### Problem statement:
Set down every line of the material below word for word, changing nothing.

### Supplied data:
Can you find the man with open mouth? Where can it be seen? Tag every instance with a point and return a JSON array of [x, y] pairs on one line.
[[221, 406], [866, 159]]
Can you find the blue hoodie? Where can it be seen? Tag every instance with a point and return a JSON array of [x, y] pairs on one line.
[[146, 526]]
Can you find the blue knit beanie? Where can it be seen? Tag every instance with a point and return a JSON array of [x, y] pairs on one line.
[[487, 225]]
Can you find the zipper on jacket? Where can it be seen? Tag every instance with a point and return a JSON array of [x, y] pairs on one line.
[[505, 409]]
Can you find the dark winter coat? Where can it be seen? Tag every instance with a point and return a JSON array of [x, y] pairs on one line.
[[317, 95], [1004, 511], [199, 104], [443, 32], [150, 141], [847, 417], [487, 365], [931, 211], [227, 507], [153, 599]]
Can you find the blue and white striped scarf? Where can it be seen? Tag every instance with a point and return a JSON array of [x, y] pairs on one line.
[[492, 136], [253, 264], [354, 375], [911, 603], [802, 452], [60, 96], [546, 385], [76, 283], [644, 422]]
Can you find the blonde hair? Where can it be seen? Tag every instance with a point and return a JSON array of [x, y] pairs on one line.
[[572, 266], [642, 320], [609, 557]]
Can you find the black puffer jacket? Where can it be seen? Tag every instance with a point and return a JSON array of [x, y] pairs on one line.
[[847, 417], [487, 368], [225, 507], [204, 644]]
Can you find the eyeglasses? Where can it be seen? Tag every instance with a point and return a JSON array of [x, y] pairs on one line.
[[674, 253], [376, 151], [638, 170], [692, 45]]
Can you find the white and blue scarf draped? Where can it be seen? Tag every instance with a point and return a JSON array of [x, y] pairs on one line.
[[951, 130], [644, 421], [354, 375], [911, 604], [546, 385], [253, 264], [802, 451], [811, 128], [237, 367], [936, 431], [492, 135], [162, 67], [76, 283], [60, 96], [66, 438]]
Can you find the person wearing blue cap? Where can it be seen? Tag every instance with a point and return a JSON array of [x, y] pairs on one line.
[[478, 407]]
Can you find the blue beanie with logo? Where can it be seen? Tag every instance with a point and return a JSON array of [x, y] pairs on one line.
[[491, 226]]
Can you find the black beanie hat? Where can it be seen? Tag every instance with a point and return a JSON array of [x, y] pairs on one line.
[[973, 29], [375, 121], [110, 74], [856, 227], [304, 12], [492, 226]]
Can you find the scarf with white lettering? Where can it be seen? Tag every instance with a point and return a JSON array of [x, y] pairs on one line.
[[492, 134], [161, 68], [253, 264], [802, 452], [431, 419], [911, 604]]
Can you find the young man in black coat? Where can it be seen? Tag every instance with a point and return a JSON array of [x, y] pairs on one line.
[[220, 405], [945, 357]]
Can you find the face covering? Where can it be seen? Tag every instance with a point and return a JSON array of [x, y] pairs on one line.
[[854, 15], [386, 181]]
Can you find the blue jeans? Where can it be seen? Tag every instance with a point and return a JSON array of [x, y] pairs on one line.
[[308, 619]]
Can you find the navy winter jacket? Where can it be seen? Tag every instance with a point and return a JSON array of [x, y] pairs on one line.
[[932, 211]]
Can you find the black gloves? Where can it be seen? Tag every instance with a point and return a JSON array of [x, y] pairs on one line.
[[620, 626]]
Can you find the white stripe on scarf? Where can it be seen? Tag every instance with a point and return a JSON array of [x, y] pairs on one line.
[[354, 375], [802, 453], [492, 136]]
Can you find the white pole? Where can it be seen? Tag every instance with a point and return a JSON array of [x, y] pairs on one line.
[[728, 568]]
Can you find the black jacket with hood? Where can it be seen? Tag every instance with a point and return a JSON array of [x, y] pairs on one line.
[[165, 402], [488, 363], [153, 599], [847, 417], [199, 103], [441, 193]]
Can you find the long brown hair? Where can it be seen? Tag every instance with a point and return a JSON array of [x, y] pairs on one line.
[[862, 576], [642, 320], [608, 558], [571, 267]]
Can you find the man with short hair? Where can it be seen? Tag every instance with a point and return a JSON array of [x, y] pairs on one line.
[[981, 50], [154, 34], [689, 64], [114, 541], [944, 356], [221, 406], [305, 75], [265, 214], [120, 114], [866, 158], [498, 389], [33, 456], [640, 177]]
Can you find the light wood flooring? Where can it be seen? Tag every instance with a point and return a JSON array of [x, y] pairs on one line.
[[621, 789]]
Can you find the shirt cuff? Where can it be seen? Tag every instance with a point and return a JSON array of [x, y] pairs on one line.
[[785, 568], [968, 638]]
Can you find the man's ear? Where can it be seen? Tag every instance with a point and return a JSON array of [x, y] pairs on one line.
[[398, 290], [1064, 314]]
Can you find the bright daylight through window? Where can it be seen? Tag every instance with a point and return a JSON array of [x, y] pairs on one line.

### Full solution:
Can you find the man with open mouth? Where can it be seen? Tag every instance with a point and return a JSON array of [x, y] pairs on one line.
[[221, 406], [866, 159]]
Can you find the blue hoodie? Where can it be seen? Tag every instance with a point and return a JSON array of [x, y] pairs on one line.
[[146, 526]]
Can you find the blue knit beanie? Where can it be seen? Tag every instance with a point and return a JSON array of [x, y] pairs on one line.
[[487, 225]]
Can you find the zipper on jacket? Where can it be seen? Tag every instance with a point and return a JSON array of [x, y] pairs on one line.
[[505, 409]]
Can you find the dark winter coat? Where can it be seen? Tag every instance with a point and return a JSON array of [x, y] pairs on one line.
[[317, 95], [1004, 511], [199, 104], [443, 32], [150, 141], [847, 417], [487, 365], [931, 211], [227, 507], [153, 599]]
Can you find the blue and white striped scarf? Where can it be seen? Tag every instance with a point and return a JSON array of [x, y] pairs on one line.
[[492, 136], [253, 264], [354, 375], [911, 603], [802, 452], [60, 96], [546, 385], [76, 283], [644, 422]]
Can you find the blonde hair? Where can it be seen? Tag every instance with a point and return a JSON array of [x, y] pairs on one line.
[[572, 266], [642, 320], [609, 557]]
Can you find the black puffer jacket? Where can it be seen? Tag every instance with a point and return a JSON array of [x, y] pairs on one line.
[[847, 417], [487, 368], [225, 507], [204, 644]]
Can you find the eyeglasses? Where can it be seen? Tag every instance with a point and return a JSON array of [x, y] pairs on one line.
[[674, 253], [376, 151], [638, 170], [692, 45]]
Can you find the white and blue scarf draped? Where can it be seen? Tag every instance with a point and return a JSON array of [x, y] pairs on one line.
[[951, 130], [644, 421], [354, 375], [911, 604], [546, 385], [253, 264], [802, 451], [811, 128], [237, 367], [936, 431], [492, 135], [162, 67], [76, 283], [60, 96], [66, 438]]
Can you find the person wearing blue cap? Where can it be seen? Tag every instance with a point and return a JSON array of [x, y] pairs on one line.
[[478, 407]]
Can you find the blue beanie with logo? Where can it be seen? Tag every instance with a point and return a JSON array of [x, y] pairs on one line.
[[491, 226]]
Can you find the black beanie hat? Where can it be seen? Tag every instance with a point and return a JSON array of [x, y] pairs on one line.
[[973, 29], [375, 121], [110, 74], [856, 227], [304, 12], [492, 226]]
Can you find the scarf with white lettering? Where can it be seen? Tag every instance with a point and return a JSON array of [x, y] pairs on one line.
[[492, 134], [161, 68], [253, 264], [802, 452], [431, 419], [911, 604]]
Can you find the young man in black coat? Where can it be seen? Tag every instance with a point and return a JSON array of [x, y] pairs on one line.
[[220, 405], [945, 357]]
Can you find the face covering? Where can it be seen? Tag every instance with a point and return a JSON array of [x, y] pairs on one line.
[[854, 15], [386, 181]]
Can you find the blue jeans? Where can it be seen? Tag every instance with a point and return a JSON array of [x, y] pairs on one line.
[[308, 619]]
Can you find the navy winter jacket? Where can it be seen? Tag every instance with a point and return a JSON array of [x, y] pairs on one line.
[[932, 211]]
Can you find the black gloves? Where can it be seen? Tag every instance with a point and return a JSON array of [x, y] pairs on one line.
[[620, 626]]
Can you find the white stripe on scarf? Where can it be seen? Tag every instance with a point and return a JSON array of [x, y] pairs on one line.
[[354, 375], [802, 453], [492, 136]]
Can you find the white pole? Where can it be seen? Tag every instance with a point and return a JSON array of [x, y] pairs on one line.
[[728, 568]]
Can you find the black jacket with hood? Where can it be seen? Tag every instance with a point and return a JSON array of [x, y] pairs on one line.
[[165, 402], [488, 363], [153, 599], [847, 417], [199, 103], [441, 193]]
Can you find the long brown hair? Where can it be seen? Tag every instance with a point and return a JSON array of [x, y] pairs on one line.
[[862, 576], [642, 320], [608, 558], [571, 267]]
Can you find the man with short hair? Where can it be seen? Tag every instance with a point and return a JSON array of [x, y] pairs on one line.
[[981, 50], [154, 34], [689, 64], [114, 541], [944, 356], [221, 406], [305, 75], [265, 214], [120, 114], [866, 158], [498, 389], [33, 456], [640, 177]]
Can you find the light wood flooring? Where can it be seen? Tag every instance with a point and return a JSON array of [x, y] pairs on one line.
[[621, 789]]
Can you find the shirt cuff? Where can it be seen? Tag every instance with a point and return a JSON array of [x, y] pairs on one line.
[[785, 568], [968, 638]]
Can you find the man's ear? Where can it be seen? Tag every instance with a point and return a JSON array of [x, y] pairs on one line.
[[398, 290], [1064, 314]]
Can you find the bright daylight through window? Where can it be seen? Tag every instance with a point and return a JSON array of [x, y] pairs on one line.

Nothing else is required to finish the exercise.